WHAT TO WORK ON ▸
Collect and copy out every line in the entries below containing the word "that", matching its case exactly.

EXTRACTED MATERIAL ▸
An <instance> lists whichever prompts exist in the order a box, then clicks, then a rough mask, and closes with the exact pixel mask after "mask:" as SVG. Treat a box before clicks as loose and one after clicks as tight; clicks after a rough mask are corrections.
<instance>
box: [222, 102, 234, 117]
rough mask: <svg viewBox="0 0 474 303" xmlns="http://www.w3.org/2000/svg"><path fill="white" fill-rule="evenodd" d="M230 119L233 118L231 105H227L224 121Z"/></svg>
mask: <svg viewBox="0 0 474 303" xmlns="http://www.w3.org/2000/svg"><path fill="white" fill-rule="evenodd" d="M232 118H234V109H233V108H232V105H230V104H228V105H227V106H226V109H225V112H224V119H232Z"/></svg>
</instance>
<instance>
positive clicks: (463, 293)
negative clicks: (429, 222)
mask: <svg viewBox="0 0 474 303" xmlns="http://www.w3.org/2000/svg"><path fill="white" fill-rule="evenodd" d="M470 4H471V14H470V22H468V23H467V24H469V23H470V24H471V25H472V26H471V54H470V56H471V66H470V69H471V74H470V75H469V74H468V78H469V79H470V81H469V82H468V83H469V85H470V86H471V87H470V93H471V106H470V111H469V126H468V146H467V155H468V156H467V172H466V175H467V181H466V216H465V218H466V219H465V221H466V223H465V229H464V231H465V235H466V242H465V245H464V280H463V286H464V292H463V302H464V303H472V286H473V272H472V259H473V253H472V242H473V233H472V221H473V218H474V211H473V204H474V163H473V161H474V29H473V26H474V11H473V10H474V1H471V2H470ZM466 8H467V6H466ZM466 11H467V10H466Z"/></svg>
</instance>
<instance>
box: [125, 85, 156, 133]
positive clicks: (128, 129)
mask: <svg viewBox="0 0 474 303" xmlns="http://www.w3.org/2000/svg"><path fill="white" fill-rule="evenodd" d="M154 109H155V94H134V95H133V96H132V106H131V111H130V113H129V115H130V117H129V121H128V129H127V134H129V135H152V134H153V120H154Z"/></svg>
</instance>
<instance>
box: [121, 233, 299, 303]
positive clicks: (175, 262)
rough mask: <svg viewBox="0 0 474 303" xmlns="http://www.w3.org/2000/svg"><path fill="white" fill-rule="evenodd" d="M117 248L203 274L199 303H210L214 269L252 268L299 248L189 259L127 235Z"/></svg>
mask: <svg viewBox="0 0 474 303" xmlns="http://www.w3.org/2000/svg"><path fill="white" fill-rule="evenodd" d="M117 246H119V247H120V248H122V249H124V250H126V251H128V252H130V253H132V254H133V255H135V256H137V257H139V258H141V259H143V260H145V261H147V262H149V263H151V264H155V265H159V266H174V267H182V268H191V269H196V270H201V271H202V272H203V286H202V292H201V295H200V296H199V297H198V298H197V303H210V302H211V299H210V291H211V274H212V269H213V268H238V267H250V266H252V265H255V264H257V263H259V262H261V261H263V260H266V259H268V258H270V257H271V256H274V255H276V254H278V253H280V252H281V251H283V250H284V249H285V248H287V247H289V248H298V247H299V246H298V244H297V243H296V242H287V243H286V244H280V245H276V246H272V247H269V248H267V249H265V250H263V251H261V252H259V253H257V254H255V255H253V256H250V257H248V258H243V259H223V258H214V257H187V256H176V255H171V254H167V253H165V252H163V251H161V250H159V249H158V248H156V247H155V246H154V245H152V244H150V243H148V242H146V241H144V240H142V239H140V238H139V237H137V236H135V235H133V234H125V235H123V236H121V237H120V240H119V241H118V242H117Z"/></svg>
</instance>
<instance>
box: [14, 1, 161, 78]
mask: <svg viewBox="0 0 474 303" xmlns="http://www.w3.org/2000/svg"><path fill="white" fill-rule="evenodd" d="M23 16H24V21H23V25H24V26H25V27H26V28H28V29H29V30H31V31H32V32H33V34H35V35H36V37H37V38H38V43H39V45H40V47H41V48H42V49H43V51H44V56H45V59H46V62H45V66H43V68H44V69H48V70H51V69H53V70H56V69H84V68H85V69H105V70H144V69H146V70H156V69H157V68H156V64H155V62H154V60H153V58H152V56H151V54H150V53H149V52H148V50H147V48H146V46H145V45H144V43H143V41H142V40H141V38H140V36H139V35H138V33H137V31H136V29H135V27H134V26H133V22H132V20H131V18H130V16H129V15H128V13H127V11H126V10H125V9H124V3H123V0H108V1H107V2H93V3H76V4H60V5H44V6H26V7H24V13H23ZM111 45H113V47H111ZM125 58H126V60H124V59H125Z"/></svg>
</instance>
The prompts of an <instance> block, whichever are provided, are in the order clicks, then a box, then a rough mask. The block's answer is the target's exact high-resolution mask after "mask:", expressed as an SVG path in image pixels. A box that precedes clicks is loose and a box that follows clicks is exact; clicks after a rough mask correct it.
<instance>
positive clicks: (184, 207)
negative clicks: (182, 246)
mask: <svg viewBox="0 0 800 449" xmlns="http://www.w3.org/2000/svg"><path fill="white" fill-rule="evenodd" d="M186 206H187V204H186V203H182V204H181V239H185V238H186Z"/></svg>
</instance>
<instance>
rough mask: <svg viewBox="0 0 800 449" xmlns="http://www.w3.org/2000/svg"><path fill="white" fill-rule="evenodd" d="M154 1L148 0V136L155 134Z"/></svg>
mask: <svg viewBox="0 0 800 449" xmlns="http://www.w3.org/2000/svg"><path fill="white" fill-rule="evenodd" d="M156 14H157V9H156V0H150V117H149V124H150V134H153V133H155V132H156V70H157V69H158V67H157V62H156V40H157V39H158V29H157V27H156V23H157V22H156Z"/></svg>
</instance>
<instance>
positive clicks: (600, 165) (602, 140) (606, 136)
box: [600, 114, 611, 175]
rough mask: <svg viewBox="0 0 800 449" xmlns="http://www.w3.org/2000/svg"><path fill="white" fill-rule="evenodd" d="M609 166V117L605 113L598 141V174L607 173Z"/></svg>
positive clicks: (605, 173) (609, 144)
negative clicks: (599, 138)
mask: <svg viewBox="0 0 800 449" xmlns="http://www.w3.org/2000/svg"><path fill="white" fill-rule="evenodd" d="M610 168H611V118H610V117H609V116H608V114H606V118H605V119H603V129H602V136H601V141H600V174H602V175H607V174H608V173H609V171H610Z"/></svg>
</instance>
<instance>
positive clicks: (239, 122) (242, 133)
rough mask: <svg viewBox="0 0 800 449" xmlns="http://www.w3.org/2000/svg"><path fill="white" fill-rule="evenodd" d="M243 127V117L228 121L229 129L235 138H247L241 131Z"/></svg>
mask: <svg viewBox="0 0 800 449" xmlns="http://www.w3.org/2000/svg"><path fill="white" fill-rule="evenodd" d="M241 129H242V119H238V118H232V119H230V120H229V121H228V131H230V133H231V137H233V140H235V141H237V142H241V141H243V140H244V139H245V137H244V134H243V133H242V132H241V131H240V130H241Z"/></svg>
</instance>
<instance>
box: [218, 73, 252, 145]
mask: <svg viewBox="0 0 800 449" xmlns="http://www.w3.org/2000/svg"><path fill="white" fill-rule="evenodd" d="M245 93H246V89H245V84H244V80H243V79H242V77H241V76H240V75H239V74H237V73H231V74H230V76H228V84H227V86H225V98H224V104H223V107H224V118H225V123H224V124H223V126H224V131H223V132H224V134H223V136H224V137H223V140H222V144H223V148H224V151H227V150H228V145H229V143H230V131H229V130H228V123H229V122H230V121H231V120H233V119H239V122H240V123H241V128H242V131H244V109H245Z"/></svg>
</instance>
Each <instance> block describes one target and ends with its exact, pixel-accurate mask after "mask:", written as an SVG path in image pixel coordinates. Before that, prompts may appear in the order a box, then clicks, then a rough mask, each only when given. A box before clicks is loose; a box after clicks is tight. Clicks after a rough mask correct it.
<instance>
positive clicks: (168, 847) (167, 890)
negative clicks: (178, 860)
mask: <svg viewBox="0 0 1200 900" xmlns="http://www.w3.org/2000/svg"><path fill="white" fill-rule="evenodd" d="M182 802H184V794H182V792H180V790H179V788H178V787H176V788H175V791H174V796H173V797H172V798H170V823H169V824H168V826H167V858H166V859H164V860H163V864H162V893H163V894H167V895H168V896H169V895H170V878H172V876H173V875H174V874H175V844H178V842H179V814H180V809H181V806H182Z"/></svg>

RESPONSE TO THIS EXERCISE ▸
The prompts of an <instance> block, whichever are provided, are in the order clicks, then a box, then a rough mask. The block's answer is the target's exact high-resolution mask after "mask:", expressed as an SVG path in image pixels. A box that precedes clicks is loose and a box that follows clicks is exact; clicks after a rough mask correct it.
Each <instance> block describes one target and ends with its exact, pixel-accurate mask after "mask:", written as an SVG path in image pixel coordinates. Before that, prompts may appear in the order a box, then clicks, then a rough mask, each only when given. A box before clicks is loose; a box after clicks is tight. Clicks after a rough mask correct it.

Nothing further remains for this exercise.